[Opening INPUT section]

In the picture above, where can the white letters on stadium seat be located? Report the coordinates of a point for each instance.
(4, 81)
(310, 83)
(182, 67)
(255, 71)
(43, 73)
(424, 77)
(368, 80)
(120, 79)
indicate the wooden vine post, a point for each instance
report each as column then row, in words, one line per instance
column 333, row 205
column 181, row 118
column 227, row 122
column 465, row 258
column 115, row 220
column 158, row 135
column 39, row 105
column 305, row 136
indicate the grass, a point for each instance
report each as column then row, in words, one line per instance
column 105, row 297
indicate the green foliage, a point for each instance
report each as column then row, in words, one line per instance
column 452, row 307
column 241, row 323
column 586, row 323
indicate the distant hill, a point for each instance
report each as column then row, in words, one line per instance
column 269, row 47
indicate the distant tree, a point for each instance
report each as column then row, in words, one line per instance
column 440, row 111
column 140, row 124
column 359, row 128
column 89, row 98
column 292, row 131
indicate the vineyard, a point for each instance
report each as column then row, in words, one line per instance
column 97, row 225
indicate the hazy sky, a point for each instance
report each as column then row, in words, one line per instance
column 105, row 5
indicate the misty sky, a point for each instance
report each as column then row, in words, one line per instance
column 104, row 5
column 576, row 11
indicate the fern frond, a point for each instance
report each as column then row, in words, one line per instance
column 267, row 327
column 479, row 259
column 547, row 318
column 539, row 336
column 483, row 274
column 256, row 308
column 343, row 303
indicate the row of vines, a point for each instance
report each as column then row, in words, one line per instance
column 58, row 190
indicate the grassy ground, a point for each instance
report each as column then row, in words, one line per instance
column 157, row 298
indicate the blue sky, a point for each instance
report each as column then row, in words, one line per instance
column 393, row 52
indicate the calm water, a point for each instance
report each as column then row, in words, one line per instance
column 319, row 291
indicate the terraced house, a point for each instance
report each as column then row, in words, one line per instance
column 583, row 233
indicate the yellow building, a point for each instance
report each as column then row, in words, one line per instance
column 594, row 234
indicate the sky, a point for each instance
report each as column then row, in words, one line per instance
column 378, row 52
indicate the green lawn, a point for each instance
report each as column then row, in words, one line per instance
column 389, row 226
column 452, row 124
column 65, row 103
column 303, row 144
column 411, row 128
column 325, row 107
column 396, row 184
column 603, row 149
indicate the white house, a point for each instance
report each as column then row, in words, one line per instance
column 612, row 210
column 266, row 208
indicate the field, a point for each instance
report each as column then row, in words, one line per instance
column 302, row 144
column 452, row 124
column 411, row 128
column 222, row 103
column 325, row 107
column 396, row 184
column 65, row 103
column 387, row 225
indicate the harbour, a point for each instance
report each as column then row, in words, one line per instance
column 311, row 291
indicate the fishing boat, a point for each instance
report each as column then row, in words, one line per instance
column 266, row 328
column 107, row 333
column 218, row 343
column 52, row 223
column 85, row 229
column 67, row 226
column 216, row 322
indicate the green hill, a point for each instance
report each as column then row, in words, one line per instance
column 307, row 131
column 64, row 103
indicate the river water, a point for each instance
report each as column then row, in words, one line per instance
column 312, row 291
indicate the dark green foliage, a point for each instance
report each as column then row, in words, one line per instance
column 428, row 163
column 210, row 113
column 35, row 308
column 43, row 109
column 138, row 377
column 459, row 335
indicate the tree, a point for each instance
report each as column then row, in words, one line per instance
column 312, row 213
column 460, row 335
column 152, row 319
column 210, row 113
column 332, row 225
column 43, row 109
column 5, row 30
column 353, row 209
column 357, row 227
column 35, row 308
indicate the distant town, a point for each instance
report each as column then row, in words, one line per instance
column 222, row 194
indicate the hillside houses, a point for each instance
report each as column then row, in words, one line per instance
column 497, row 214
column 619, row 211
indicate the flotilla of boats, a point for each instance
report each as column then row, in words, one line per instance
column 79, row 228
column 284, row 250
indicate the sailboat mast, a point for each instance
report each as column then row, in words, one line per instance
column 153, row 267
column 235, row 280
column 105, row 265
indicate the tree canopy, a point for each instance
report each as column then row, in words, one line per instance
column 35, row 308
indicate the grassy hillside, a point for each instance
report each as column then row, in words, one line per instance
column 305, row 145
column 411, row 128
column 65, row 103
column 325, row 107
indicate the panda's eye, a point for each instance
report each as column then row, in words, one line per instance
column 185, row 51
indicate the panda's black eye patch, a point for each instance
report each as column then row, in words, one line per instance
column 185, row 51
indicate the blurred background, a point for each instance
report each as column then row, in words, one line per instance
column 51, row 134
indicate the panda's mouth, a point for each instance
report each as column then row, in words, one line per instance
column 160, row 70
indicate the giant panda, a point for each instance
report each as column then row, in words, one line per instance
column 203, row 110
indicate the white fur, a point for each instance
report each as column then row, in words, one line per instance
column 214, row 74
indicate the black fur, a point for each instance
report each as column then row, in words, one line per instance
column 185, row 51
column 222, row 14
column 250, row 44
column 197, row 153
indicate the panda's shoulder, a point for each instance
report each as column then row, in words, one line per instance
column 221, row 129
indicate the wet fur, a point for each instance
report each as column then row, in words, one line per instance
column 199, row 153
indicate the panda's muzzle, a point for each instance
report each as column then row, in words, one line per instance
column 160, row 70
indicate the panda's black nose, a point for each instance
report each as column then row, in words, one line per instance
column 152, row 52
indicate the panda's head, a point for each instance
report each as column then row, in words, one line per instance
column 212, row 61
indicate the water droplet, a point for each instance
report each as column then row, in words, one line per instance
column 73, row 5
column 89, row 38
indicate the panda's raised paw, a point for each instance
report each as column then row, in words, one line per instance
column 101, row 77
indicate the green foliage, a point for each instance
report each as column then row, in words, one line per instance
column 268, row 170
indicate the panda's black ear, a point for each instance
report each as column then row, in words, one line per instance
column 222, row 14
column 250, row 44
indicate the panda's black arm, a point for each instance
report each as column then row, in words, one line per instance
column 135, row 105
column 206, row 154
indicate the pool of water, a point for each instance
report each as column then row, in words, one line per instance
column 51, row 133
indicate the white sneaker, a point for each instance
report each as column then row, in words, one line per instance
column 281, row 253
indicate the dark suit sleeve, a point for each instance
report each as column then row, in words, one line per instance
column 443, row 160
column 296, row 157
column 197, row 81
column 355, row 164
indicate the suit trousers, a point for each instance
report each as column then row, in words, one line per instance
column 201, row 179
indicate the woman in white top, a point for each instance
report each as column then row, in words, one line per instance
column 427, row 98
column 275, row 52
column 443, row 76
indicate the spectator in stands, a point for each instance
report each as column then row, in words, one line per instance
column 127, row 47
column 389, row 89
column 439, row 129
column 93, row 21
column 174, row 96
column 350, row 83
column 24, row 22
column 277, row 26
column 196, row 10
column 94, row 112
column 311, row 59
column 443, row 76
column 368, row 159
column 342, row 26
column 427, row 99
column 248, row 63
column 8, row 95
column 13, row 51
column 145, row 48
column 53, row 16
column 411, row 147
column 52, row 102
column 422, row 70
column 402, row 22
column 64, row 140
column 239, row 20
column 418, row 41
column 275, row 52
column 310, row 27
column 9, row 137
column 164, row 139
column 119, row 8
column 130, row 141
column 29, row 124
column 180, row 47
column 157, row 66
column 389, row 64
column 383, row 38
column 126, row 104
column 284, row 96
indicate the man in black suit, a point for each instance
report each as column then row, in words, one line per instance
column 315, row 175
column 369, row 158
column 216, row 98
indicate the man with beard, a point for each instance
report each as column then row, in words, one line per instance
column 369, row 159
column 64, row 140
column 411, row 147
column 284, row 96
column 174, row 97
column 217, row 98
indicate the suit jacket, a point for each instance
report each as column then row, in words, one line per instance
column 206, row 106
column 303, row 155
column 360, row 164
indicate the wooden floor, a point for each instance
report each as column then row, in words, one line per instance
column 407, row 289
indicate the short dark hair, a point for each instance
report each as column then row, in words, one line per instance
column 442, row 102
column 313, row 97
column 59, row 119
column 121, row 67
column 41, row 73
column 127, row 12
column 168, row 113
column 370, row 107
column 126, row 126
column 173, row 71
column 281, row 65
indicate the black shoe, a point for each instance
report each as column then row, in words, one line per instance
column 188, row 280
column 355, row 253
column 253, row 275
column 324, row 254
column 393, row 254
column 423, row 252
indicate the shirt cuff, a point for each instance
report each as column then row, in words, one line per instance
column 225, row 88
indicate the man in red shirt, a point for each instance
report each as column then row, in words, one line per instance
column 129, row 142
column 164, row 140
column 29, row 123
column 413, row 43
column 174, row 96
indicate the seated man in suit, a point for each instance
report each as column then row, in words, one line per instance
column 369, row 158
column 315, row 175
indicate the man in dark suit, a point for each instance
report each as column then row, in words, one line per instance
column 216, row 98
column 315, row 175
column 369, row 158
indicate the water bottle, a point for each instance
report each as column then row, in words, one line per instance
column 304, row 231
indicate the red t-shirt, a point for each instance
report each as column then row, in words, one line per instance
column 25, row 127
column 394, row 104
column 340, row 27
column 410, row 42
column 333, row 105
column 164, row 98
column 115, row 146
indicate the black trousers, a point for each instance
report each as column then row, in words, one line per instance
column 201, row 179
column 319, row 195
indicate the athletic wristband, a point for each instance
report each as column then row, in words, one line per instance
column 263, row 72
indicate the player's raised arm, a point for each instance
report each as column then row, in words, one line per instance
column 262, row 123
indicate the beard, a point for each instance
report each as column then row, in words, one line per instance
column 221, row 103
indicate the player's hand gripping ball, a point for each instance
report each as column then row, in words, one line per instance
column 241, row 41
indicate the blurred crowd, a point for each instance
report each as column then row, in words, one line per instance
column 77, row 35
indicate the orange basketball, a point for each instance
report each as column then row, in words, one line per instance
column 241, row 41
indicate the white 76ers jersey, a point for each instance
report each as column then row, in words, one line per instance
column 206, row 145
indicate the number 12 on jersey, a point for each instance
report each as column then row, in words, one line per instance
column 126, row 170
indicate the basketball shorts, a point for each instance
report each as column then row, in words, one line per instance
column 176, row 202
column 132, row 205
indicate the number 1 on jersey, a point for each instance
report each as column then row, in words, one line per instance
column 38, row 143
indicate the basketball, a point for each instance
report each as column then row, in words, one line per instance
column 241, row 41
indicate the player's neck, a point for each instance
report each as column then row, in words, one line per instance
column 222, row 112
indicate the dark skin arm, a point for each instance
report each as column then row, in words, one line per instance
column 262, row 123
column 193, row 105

[Closing INPUT section]

**EXERCISE PROMPT**
After reading the entries above, state how many lines hold the word "water", with no text besides the number.

**TASK OUTPUT**
5